TASK OBJECTIVE =>
Please convert the lines below into a JSON list of strings, one string per line, leaving out blank lines.

--- START RECORDS SUPPLIED ---

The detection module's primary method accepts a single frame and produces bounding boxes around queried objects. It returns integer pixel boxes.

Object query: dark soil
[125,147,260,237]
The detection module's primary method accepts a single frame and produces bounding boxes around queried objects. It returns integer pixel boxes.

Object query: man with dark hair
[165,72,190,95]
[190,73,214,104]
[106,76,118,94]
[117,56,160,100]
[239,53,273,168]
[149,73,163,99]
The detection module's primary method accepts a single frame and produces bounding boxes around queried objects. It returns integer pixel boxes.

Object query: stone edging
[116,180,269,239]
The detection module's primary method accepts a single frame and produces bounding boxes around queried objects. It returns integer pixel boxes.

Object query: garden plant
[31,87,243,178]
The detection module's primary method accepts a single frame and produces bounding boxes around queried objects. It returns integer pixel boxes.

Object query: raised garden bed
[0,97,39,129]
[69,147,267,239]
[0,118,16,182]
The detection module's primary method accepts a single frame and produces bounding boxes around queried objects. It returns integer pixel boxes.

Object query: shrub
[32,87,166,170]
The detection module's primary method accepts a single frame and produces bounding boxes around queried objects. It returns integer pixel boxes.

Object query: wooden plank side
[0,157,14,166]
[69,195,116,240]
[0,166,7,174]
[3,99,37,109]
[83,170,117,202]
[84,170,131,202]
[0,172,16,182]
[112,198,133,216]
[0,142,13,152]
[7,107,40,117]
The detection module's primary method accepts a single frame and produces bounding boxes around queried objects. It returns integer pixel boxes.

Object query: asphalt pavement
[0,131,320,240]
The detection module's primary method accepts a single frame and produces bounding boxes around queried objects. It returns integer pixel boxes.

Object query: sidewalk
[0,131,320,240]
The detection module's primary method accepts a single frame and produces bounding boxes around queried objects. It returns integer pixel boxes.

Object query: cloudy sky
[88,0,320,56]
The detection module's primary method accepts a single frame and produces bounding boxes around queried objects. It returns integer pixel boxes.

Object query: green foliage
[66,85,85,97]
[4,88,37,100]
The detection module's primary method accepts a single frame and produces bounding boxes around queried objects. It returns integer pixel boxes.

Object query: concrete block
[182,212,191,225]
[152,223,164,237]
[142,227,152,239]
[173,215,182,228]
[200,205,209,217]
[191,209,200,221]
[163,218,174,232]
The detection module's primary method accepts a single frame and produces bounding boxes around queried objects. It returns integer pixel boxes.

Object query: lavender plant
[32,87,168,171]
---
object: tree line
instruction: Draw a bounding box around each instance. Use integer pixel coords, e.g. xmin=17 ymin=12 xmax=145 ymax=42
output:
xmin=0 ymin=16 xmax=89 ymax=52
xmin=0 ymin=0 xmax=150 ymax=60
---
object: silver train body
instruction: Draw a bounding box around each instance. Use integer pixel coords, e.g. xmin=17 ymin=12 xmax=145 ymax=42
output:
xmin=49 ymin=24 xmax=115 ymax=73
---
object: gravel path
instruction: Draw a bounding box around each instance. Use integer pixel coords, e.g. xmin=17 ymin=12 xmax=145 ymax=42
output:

--- END RECORDS SUPPLIED ---

CORRECT OUTPUT =>
[
  "The detection module's primary method accepts a single frame and produces bounding boxes around queried objects. It returns integer pixel boxes.",
  "Object query: dark soil",
  "[125,147,260,237]",
  "The detection module's primary method accepts a single frame and produces bounding boxes around queried objects. It returns integer pixel boxes.",
  "Object query: man with dark hair",
  "[165,72,190,95]",
  "[190,73,214,104]",
  "[106,76,118,94]",
  "[117,56,160,100]",
  "[239,53,273,168]",
  "[149,73,163,99]",
  "The detection module's primary method accepts a single frame and produces bounding boxes around queried objects. It returns integer pixel boxes.",
  "Object query: stone edging",
  "[116,180,269,239]",
  "The detection module's primary method accepts a single frame and produces bounding boxes around queried objects. It returns integer pixel boxes.",
  "Object query: garden plant",
  "[31,87,243,178]",
  "The detection module's primary method accepts a single frame and produces bounding boxes around queried objects. It returns integer pixel boxes.",
  "Object query: raised garden bed",
  "[0,97,39,129]",
  "[69,147,267,239]",
  "[0,118,16,182]",
  "The detection module's primary method accepts a single frame and produces bounding boxes around queried objects. It returns integer pixel boxes.",
  "Object query: shrub",
  "[32,87,166,170]",
  "The detection module's primary method accepts a single frame and produces bounding boxes around queried objects. It returns integer pixel boxes.",
  "Object query: wooden plank side",
  "[0,157,14,166]",
  "[69,195,116,240]",
  "[0,166,7,174]",
  "[3,99,37,109]",
  "[83,170,117,202]",
  "[84,170,131,202]",
  "[0,172,16,182]",
  "[112,198,133,216]",
  "[0,142,13,152]",
  "[7,107,40,117]",
  "The detection module's primary method accepts a single frame and produces bounding boxes around queried objects. It returns integer pixel boxes.",
  "Object query: asphalt pavement",
  "[0,131,320,240]",
  "The detection module's primary method accepts a single frame and produces bounding boxes around queried objects. It returns integer pixel boxes.",
  "Object query: sidewalk",
  "[0,131,320,240]",
  "The detection module's primary method accepts a single frame and produces bounding boxes around queried objects. It returns integer pixel boxes.",
  "Object query: cloudy sky",
  "[88,0,320,56]",
  "The detection module's primary method accepts a single frame and produces bounding boxes around queried objects. It returns integer pixel boxes.",
  "Object query: green foliage",
  "[66,85,85,97]",
  "[4,88,37,100]",
  "The detection module's primary method accepts a single frame and produces bounding boxes around queried objects. It returns integer pixel boxes.",
  "Object query: concrete block",
  "[182,212,191,225]",
  "[152,223,164,237]",
  "[142,227,152,239]",
  "[173,215,182,228]",
  "[200,205,209,217]",
  "[191,209,200,221]",
  "[163,218,174,232]",
  "The detection module's primary method accepts a single frame and produces bounding boxes around queried objects. It returns integer pixel boxes.",
  "Object query: lavender plant",
  "[32,87,168,171]",
  "---",
  "object: tree line",
  "instruction: Draw a bounding box around each instance. Use integer pixel coords, e.g. xmin=17 ymin=12 xmax=145 ymax=42",
  "output:",
  "xmin=0 ymin=16 xmax=89 ymax=52",
  "xmin=0 ymin=0 xmax=150 ymax=60",
  "---",
  "object: silver train body",
  "instruction: Draw a bounding box around each instance. Use integer pixel coords, e.g. xmin=17 ymin=12 xmax=145 ymax=42",
  "output:",
  "xmin=49 ymin=24 xmax=115 ymax=73",
  "---",
  "object: gravel path",
  "instruction: Draw a bounding box around each instance. Use integer pixel coords, e.g. xmin=17 ymin=12 xmax=145 ymax=42",
  "output:"
]